Goal of the exercise
Render everything in the data below, from the line that contains "In this exercise you will spot the cliff" down to the line that contains "<point>87,201</point>", as a JSON list of strings with one string per line and blank lines omitted.

____________

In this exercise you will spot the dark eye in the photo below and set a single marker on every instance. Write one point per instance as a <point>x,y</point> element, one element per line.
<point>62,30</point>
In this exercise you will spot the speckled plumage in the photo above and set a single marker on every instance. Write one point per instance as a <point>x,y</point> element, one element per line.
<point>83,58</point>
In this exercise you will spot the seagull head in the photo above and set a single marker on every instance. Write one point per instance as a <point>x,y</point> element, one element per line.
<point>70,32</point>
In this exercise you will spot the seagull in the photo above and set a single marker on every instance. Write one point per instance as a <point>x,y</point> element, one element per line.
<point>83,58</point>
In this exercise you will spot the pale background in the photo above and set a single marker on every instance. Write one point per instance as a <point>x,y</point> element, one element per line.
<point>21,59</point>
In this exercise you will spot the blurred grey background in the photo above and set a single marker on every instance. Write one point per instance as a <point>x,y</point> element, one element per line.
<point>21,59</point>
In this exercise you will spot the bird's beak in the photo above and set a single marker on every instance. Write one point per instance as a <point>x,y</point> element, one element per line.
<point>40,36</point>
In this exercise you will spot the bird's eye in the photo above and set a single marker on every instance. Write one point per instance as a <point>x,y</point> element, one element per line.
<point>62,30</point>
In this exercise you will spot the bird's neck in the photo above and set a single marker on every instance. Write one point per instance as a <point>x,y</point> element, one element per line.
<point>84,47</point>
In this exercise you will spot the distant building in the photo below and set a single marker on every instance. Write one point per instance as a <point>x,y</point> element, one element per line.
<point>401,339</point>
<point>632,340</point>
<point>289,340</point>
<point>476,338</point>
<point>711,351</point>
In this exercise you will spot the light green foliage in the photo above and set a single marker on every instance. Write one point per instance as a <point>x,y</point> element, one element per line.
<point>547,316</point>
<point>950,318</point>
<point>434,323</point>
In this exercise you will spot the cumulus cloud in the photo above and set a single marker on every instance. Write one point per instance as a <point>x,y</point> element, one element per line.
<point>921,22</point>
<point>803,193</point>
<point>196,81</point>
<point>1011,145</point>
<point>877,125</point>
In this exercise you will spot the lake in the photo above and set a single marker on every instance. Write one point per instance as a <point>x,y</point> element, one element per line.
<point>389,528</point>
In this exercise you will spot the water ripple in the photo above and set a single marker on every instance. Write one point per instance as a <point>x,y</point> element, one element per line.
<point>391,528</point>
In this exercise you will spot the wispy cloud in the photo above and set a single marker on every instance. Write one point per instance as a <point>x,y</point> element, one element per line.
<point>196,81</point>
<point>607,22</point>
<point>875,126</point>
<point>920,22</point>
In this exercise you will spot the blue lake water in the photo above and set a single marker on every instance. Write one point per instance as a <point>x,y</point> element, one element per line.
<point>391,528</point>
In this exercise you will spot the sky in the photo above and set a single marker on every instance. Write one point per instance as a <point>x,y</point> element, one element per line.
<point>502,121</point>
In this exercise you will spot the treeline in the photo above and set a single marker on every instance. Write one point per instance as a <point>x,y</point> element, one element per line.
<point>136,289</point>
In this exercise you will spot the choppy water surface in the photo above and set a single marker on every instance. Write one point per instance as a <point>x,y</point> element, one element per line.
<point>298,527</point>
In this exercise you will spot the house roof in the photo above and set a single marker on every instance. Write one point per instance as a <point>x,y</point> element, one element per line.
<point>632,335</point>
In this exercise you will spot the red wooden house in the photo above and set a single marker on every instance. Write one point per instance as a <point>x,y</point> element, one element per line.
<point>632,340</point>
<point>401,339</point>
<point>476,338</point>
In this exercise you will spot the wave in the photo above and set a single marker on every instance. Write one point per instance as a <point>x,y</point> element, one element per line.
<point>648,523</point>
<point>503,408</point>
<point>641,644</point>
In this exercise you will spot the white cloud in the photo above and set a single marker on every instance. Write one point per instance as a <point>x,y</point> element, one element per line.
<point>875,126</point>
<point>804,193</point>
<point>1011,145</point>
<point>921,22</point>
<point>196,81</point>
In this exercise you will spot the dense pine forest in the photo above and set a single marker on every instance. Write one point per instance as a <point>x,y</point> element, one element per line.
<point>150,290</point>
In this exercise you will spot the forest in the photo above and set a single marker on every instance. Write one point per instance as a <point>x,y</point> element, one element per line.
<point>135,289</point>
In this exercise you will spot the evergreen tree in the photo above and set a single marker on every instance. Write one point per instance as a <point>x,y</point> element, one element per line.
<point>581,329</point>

____________

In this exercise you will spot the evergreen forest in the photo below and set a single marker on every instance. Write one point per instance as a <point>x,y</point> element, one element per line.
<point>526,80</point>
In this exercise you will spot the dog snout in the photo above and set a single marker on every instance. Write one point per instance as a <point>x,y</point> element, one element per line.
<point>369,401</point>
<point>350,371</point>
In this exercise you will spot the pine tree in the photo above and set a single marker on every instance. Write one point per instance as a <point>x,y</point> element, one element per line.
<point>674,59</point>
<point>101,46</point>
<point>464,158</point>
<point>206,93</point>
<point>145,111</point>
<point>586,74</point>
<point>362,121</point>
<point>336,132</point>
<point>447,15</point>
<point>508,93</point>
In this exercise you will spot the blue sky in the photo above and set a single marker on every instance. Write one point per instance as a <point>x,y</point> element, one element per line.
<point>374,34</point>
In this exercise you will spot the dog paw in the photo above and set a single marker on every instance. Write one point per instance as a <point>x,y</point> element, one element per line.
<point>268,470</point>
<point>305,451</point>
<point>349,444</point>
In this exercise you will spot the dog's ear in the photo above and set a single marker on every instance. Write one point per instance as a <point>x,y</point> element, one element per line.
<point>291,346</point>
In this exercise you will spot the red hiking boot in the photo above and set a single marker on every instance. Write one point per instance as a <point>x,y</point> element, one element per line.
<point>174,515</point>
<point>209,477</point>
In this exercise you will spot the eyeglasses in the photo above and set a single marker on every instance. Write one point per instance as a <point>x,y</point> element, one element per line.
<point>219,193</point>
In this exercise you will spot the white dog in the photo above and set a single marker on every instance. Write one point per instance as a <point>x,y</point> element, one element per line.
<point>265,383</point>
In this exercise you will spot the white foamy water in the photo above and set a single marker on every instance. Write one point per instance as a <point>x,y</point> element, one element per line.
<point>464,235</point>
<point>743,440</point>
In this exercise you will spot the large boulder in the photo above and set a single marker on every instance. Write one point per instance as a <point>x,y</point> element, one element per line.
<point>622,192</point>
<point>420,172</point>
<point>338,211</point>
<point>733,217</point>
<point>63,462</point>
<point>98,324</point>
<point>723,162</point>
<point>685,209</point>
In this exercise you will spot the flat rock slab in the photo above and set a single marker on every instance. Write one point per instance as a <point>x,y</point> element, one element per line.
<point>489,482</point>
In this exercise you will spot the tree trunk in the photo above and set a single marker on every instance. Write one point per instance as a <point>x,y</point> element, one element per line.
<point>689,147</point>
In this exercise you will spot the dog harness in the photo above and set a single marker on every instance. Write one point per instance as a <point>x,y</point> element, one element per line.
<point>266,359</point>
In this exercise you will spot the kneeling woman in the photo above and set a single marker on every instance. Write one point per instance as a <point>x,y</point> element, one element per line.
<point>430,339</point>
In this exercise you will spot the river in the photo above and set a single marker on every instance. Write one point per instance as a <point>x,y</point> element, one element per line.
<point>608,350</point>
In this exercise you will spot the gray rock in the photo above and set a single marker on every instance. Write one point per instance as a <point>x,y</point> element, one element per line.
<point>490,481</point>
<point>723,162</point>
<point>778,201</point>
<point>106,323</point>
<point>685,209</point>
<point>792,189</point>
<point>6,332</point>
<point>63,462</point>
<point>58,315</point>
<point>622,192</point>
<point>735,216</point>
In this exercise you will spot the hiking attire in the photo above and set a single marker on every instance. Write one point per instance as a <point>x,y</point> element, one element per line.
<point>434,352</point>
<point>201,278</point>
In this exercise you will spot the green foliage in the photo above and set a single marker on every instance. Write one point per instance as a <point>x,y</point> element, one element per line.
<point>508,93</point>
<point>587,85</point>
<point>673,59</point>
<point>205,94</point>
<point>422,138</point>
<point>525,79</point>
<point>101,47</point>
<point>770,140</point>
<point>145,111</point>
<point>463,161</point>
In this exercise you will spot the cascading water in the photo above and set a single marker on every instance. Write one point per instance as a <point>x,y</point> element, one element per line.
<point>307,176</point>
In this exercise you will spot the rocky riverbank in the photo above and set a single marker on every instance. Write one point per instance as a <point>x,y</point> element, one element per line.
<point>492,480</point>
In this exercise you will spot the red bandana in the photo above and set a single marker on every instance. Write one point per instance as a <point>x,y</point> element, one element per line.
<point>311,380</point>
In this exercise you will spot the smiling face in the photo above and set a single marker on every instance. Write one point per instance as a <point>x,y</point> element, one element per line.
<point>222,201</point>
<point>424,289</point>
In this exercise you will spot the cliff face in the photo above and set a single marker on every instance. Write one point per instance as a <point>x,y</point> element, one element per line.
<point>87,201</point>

____________

Complete output
[
  "In this exercise you will spot the cliff face in the photo above and set a single marker on every instance. Write one point per instance as a <point>x,y</point> element, one element per line.",
  "<point>87,201</point>"
]